**PROBLEM TO WORK ON:** Locate every line in the data below that contains the string "taillight", and copy each of those lines. The match is case-sensitive.

**DATA RECORDS:**

☆ ☆ ☆ ☆

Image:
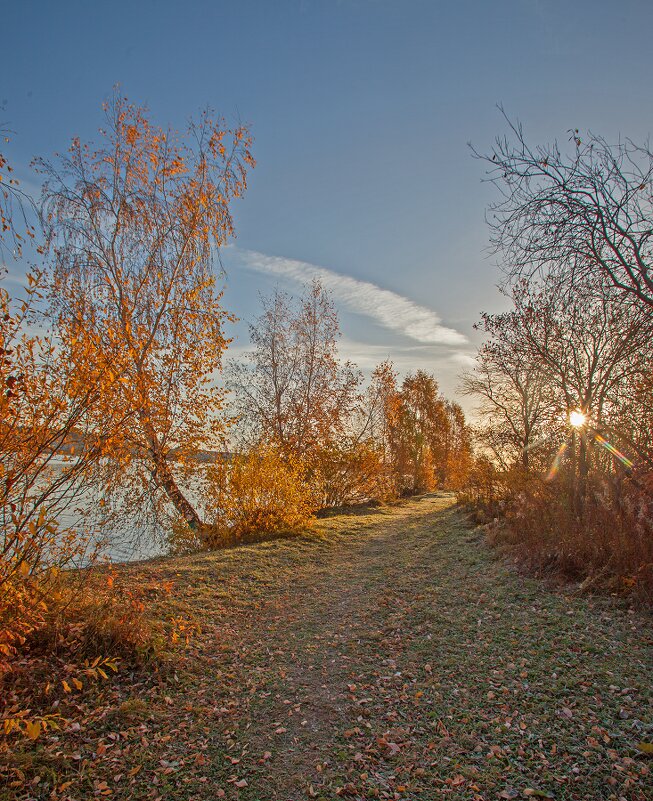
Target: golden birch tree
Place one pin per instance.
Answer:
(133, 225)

☆ ☆ ☆ ☆

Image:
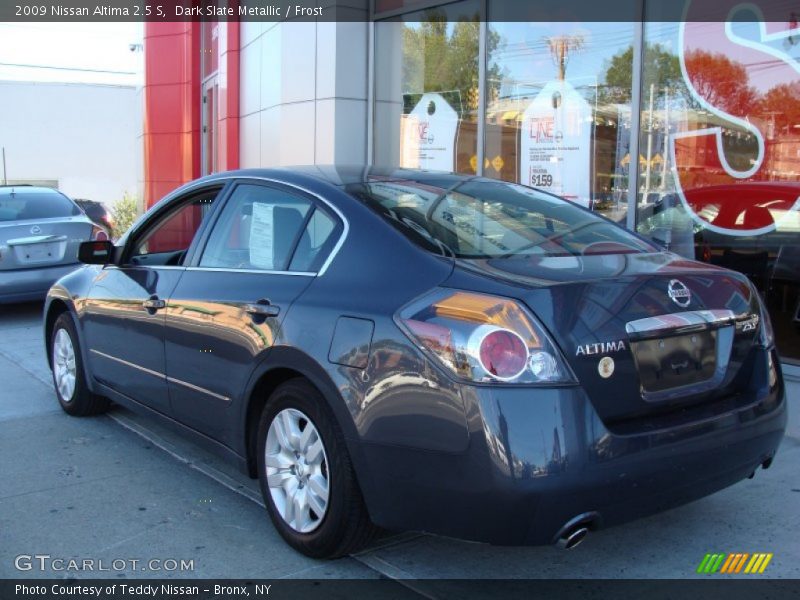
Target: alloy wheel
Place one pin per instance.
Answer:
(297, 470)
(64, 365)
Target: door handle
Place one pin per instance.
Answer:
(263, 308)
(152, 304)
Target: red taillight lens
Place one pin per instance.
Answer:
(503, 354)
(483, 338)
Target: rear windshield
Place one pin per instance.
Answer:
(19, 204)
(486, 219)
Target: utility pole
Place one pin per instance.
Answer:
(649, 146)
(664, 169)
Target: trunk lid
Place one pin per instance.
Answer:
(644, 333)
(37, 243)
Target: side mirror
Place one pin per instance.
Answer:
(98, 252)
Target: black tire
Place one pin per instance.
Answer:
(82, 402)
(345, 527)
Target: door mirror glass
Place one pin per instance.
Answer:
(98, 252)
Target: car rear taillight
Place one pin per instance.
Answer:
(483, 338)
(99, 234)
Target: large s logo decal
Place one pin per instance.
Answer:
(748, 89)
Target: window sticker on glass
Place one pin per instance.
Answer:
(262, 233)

☆ ☆ ☆ ☆

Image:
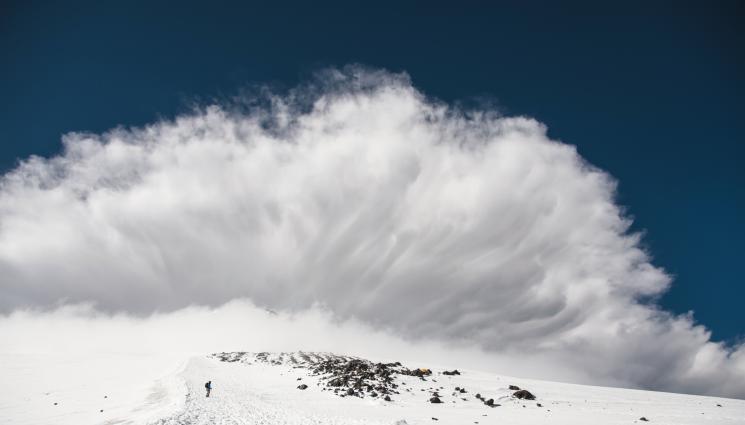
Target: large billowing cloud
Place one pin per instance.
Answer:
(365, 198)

☆ ☆ ☆ ☆

**ANSWER:**
Target: red taillight lens
Target: car rear taillight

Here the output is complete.